Given records START

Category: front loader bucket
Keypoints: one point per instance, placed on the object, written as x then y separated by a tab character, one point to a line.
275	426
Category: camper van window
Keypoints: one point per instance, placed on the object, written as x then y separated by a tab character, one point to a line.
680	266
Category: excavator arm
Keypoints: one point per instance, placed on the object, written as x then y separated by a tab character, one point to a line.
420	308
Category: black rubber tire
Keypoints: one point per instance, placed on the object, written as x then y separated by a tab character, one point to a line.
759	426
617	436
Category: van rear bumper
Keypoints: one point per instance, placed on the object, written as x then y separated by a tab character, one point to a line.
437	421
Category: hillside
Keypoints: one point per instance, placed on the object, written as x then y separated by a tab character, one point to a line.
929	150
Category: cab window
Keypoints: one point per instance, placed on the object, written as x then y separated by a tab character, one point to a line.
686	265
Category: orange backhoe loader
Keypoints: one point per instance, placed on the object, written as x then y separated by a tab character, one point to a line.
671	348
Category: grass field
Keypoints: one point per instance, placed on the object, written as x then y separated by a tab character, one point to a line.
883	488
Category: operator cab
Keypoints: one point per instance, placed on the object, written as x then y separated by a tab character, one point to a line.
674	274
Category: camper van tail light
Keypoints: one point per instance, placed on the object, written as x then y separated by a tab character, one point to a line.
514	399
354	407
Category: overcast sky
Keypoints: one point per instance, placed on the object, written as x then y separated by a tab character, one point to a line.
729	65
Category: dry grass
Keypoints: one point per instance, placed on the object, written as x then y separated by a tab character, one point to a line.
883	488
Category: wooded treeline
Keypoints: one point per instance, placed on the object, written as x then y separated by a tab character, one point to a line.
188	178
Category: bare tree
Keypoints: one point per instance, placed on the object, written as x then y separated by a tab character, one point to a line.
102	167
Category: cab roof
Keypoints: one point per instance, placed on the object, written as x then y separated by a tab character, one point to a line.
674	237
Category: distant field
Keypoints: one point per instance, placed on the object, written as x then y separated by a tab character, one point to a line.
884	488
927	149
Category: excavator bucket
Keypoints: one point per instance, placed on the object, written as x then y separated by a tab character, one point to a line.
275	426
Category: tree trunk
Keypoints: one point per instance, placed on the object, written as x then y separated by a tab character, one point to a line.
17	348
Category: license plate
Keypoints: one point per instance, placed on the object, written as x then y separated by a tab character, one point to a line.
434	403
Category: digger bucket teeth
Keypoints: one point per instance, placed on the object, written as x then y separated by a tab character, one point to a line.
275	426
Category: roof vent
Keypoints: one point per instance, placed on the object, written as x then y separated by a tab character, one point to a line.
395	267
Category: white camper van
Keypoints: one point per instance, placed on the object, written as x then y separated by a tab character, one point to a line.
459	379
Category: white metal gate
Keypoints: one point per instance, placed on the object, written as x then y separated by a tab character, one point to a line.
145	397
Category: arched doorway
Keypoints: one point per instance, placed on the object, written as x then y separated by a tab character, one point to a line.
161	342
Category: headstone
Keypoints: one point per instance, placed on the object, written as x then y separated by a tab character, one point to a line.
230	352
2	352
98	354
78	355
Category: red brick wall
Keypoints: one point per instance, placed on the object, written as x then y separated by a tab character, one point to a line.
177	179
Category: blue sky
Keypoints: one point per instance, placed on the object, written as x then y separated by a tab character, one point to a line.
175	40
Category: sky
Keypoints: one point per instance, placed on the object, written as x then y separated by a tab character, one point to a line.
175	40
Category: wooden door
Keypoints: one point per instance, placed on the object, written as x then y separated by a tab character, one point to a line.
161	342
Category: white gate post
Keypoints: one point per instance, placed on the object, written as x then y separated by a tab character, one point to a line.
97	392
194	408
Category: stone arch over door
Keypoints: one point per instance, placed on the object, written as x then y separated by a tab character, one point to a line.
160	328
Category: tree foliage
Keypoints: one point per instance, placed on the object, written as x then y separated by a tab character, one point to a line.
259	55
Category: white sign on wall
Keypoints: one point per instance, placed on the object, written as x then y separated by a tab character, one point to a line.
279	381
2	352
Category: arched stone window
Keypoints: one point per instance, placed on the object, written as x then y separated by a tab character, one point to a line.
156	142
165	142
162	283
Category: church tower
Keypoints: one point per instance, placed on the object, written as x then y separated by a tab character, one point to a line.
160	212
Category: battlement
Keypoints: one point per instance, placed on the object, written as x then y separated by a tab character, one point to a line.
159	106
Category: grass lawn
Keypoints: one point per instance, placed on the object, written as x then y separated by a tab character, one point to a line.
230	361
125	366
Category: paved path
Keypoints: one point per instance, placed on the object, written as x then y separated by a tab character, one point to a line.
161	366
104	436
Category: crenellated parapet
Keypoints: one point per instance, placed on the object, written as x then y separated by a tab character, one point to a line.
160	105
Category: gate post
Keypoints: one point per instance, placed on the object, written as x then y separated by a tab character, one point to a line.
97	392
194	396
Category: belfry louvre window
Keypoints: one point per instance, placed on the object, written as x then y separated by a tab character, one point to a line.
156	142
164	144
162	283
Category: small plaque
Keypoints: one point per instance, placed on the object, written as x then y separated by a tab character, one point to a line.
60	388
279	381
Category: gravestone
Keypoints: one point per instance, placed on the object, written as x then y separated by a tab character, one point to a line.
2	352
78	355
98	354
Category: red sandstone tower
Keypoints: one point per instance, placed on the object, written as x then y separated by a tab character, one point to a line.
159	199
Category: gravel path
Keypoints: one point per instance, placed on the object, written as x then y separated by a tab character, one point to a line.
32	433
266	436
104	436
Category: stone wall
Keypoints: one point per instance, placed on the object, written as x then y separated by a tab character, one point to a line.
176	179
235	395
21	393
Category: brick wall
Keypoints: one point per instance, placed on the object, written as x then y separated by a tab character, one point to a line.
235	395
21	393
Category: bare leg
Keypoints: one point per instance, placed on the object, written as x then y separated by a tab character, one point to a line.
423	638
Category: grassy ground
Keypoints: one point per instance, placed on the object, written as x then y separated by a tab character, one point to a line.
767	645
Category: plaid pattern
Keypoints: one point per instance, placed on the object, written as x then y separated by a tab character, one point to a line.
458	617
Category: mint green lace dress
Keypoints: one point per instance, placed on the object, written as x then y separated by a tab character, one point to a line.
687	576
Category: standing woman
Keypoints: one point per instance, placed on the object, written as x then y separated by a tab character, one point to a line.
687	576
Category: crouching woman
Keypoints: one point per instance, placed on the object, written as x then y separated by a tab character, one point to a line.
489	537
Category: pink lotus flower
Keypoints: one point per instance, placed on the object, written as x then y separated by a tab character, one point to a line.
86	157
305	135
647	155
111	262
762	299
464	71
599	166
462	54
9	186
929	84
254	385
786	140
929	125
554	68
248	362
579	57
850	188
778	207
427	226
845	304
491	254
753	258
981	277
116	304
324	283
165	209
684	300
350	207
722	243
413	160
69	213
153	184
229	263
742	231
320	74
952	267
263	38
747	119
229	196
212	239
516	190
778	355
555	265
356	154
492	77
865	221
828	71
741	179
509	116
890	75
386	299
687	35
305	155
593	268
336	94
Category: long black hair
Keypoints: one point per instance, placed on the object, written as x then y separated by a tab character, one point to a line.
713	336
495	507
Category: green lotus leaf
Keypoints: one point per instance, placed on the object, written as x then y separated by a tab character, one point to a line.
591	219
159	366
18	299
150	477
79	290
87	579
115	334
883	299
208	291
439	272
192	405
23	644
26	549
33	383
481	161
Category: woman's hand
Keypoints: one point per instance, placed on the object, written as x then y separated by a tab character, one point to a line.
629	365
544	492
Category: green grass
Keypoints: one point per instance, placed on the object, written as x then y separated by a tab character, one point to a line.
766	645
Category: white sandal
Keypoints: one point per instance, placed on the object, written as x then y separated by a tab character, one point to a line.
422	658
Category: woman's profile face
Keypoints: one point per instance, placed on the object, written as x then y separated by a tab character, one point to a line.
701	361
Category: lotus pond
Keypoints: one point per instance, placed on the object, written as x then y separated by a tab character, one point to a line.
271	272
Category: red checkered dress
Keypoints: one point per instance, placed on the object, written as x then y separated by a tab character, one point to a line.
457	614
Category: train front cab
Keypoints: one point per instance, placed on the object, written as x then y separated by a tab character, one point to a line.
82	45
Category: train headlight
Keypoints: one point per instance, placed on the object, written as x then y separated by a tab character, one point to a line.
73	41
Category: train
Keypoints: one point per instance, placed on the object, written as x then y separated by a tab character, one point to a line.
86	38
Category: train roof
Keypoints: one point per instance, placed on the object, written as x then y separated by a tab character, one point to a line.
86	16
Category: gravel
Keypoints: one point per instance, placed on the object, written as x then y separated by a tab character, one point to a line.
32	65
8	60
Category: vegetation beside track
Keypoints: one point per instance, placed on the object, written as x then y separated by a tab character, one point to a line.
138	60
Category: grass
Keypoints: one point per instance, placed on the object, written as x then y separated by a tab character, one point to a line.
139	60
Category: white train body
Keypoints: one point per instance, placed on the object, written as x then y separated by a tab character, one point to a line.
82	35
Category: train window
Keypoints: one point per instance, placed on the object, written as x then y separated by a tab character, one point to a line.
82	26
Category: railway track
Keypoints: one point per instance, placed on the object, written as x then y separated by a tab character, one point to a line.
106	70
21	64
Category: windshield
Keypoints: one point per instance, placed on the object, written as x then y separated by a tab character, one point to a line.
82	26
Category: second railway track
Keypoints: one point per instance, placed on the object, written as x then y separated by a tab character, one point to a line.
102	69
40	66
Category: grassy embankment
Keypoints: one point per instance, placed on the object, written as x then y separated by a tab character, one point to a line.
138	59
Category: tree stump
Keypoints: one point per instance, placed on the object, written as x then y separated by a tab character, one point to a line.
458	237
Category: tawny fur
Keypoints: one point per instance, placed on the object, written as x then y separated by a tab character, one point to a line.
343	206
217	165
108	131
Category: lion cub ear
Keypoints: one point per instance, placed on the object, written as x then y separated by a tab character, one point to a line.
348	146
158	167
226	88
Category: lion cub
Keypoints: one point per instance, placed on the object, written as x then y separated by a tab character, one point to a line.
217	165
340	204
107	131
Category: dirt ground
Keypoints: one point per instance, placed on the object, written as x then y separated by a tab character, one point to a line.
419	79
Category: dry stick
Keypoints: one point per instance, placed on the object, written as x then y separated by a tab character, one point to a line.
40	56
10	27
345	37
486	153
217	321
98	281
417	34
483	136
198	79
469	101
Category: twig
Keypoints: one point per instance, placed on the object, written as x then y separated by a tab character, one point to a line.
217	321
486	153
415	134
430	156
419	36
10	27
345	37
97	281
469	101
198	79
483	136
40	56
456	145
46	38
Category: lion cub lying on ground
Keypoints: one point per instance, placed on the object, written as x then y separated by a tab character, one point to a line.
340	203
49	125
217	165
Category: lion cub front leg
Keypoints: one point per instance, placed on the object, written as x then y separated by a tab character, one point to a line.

Given records END

Exercise: Across all the records above, how many lines hold the word "lotus"? Answer with only that number.

Output for this exercise: 3